===== Dataset extract =====

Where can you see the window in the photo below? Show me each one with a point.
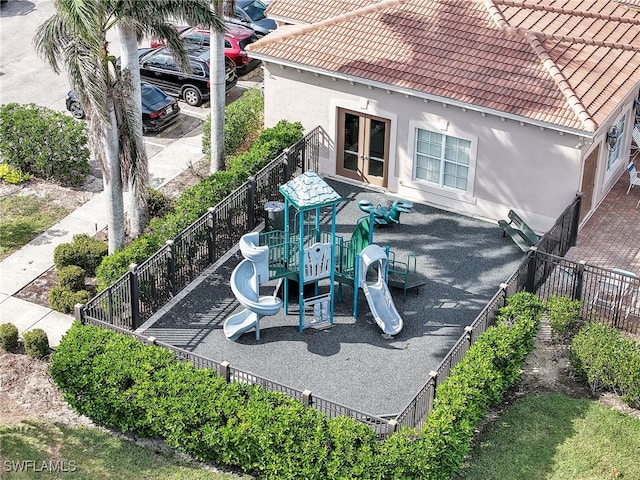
(442, 160)
(615, 150)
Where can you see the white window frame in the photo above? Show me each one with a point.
(439, 188)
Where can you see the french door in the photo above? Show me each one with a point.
(363, 147)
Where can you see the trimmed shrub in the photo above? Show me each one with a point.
(45, 143)
(8, 337)
(195, 201)
(159, 204)
(563, 314)
(479, 380)
(601, 356)
(84, 251)
(243, 119)
(121, 383)
(13, 175)
(36, 343)
(71, 277)
(64, 300)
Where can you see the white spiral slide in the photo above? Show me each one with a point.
(380, 302)
(245, 284)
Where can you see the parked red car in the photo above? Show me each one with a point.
(236, 39)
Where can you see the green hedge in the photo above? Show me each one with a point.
(64, 299)
(564, 316)
(243, 119)
(126, 385)
(195, 200)
(45, 143)
(84, 251)
(36, 343)
(8, 337)
(600, 355)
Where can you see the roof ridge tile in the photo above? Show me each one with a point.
(560, 80)
(288, 31)
(568, 11)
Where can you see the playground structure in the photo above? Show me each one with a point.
(517, 229)
(245, 284)
(383, 215)
(310, 257)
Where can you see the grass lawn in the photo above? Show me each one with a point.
(23, 218)
(87, 453)
(553, 437)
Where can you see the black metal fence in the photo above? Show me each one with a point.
(145, 288)
(609, 295)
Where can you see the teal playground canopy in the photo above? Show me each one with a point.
(309, 191)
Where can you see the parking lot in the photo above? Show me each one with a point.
(25, 78)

=====

Problem description: Repeat every entry above word for word, and include no pictures.

Task result:
Where can you see the window in the photo below? Show me each one with a point.
(442, 160)
(615, 150)
Where can you see the white window frame in the photo above? Show me each one with a point.
(439, 188)
Where can you see the french door in the photo above? Show me each one with a point.
(363, 147)
Where can you see the trimmed shrub in the photo above? Show me each one with a point.
(45, 143)
(8, 337)
(195, 201)
(159, 204)
(563, 314)
(479, 380)
(601, 356)
(84, 251)
(243, 119)
(121, 383)
(13, 175)
(36, 343)
(71, 277)
(64, 300)
Where can you see the white spiral slide in the photo above? Show me each one with a point.
(380, 302)
(245, 284)
Where can you see the parked red car in the photo above? Show me each one with a point.
(236, 39)
Where can you see the green hedge in the photo above? Show me each one with a point.
(64, 299)
(564, 316)
(243, 119)
(126, 385)
(195, 200)
(45, 143)
(84, 251)
(36, 343)
(8, 337)
(600, 355)
Where can you see the roof ridge tile in the photo above? Show me each one with a point.
(560, 80)
(288, 31)
(568, 11)
Where can you see the playground structure in the photo above? Show me each one with a point.
(517, 229)
(245, 284)
(383, 215)
(310, 257)
Where can you see the grass lawn in the photo above? Show me each one with a point.
(23, 218)
(87, 453)
(553, 437)
Where can you see the black metal fence in the photo above? Show me each one with a point.
(145, 288)
(609, 295)
Where can you see the teal playground canopy in the photo above? Show me each one with a point.
(309, 191)
Where can you see the parking lot in the photo above? Show me each one with a point.
(25, 78)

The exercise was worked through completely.